Selected excerpt -
--*--

One aside...naming letters is a VERY basic skill, and not the only one your child needs to know. He also should be able to segment, blend, and rhyme. Look for phonemic awareness activities on the net. He might find these activities to be more fun. They are the type of thing you can do in the car.

Many reading programs today start with sound and add letters later. This works from what the child already knows to information that is new.

Good for you for being involved...be sure to keep it fun!!!
 
Check out www.starfall.com

My school district uses this in grades K-1. The website is free. Teaches letters, word families in a fun way. The kids all love it. My DD use to come home from school asking to play on this website.
 
My kids love this site for playing alphabet games on the computer:

http://www.starfall.com/n/level-k/index/load.htm?f

If you go to the "main index" there are other reading games.

Look for sites like this for inspiration. I love this site. She has activities for all the upper and lower case letters.

http://www.notimeforflashcards.com/letter-of-the-week

And remember that you don't have to go in ABC order. When my son was little his favorite letters were R and J. I have no idea why. We did alot of R and J activities. Then we moved on to the letters in his name.

We read tons of books, had the big alphabet floor tiles, had alphabets on the wall (buy from the teacher store or office supply store), had alphabet puzzles, alphabet letters for the bathtub, alphabet on the fridge, etc. I never sat him down and said "we will now be sitting here until you learn your letters." We just did occasional fun activities involving a letter or letters. The letters were just all over the house in practically every room. By constant exposure, the kids learned them pretty easily. The best thing to do is relax. Let him take his time. There is no rush at all to learn them. Some kids will learn them early b/c they want to. Some kids will learn them later. At 3 1/2 it is no big deal. :)
 
He's got time! No need to worry about letters until the school year before kindergarten. Don't push it or he'll be resentful. My son had no interest until after he was 4. But by kindergarten he was at the top of his class. Just had to wait until he was developmentally ready.
 
I'm a preschool teacher with a BS in Psychology and a 2nd BS in Early Childhood Education. He will get it in his own time. He's ONLY 3 1/2.

Keep exposing him to them and doing literacy and math skill activities:
Read to him
Do nursery rhymes, songs and finger plays(look up Dr. Jean on youtube)
play memory
count things(not just saying the numbers by rote), touch the things he as counting
work with shapes and talk about what makes it that shape---A triangle is a triangle because it has 3 sides.
work on sorting, by color, shape, size
play with nesting cups or blocks

Susan
 
I have to add to the 'relax'. I teach K & I had kids who didn't know letters or letters sounds. By the end of the year they had it. It probably has no 'value' for him yet. He's too busy being 3.
I'm a huge fan of a 'print rich environment'. Label stuff. Give him options to label things in his room. But most of all don't stress. At his age learning should be fun so he doesn't know he's learning.
 
:goodvibes It's All ok :goodvibes

Preschool director here. He will be fine. My DN would not even try to learn his letters until kindergarten, he is top of his class and going to be a doctor!

--*--

Goals -
[a] In the advice on teaching letters, which three skills besides naming letters should the child be able to do?
[b] Rewrite the paragraph of the advice on teaching letters that begins "We read tons of books" as a brief bulleted list that keeps its main points.
[c] List every activity in the advice on teaching letters that appears in the list after "Keep exposing him to them and doing literacy and math skill activities:".

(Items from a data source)

--*--

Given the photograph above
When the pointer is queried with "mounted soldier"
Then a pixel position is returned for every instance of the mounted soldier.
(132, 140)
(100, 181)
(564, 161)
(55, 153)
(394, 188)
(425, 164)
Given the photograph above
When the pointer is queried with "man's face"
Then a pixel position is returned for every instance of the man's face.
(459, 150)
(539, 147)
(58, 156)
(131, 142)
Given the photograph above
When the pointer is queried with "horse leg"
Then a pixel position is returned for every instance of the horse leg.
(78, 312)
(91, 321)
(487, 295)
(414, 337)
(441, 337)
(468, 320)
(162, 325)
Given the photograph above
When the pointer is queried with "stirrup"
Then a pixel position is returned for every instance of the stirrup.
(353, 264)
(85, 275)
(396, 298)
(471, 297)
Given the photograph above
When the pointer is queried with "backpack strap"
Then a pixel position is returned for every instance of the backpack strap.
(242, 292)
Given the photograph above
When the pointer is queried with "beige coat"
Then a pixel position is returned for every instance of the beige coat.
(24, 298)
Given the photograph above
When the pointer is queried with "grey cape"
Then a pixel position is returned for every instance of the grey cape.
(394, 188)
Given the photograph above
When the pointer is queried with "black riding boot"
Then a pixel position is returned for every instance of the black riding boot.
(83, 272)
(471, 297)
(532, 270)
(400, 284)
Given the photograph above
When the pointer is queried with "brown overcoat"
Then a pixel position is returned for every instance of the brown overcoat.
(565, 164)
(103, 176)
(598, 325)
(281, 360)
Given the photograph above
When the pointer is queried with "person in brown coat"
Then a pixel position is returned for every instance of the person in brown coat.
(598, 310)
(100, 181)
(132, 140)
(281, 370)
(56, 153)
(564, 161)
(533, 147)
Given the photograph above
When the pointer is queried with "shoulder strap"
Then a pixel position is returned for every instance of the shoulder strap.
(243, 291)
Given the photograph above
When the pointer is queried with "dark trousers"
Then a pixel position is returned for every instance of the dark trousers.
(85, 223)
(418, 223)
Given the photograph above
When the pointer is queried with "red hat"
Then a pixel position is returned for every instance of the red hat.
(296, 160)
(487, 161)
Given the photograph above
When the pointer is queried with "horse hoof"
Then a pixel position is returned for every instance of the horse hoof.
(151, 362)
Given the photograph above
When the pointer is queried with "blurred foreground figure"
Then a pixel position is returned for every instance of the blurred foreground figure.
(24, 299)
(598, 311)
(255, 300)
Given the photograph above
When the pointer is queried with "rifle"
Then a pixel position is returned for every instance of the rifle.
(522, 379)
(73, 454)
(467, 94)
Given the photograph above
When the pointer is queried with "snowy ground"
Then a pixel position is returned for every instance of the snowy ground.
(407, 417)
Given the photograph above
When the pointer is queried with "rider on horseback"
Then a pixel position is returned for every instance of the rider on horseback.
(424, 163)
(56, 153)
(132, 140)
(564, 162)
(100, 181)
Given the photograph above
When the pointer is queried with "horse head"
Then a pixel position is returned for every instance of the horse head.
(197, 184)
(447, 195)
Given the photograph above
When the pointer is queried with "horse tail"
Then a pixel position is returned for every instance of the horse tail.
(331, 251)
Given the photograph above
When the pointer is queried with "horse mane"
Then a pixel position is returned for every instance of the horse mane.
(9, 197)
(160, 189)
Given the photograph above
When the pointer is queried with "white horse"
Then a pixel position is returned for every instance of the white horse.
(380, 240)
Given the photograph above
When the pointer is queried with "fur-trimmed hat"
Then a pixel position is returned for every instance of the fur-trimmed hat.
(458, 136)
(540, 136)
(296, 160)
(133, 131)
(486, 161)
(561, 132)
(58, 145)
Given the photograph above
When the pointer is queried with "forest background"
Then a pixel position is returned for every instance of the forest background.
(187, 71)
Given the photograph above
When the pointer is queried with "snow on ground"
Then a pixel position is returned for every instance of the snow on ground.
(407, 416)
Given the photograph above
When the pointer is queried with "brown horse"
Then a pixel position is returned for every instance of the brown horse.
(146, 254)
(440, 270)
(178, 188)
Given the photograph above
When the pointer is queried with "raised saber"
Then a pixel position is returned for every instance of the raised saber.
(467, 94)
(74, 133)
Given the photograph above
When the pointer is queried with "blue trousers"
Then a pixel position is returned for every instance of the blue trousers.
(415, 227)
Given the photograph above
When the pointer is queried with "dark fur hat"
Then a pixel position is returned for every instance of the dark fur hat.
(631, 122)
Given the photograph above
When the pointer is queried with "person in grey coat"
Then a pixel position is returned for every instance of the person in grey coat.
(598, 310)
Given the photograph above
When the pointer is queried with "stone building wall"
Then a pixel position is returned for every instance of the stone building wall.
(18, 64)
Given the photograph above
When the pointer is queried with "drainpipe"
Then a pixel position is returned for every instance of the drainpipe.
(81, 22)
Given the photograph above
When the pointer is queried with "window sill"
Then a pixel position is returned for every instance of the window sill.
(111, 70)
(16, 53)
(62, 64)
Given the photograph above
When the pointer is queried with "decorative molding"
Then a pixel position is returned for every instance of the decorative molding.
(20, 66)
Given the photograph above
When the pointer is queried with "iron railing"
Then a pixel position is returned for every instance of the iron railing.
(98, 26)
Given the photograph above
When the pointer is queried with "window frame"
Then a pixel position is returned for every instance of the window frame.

--*--

Problem solutions -
[a] He should be able to segment, blend, and rhyme.

[b]
- Letters were everywhere: books, floor tiles, wall alphabets, puzzles, bathtub letters, and fridge letters.
- There were no forced sit-down lessons, only occasional fun letter activities.
- Constant exposure helped the kids learn letters easily.
- Relax and let him take his time; some kids learn early and some later.
- At 3 1/2, it is no big deal.

[c]
- Read to him
- Do nursery rhymes, songs, and finger plays
- Play memory
- Count things, touching the things he is counting
- Work with shapes and talk about what makes each one that shape
- Work on sorting by color, shape, and size
- Play with nesting cups or blocks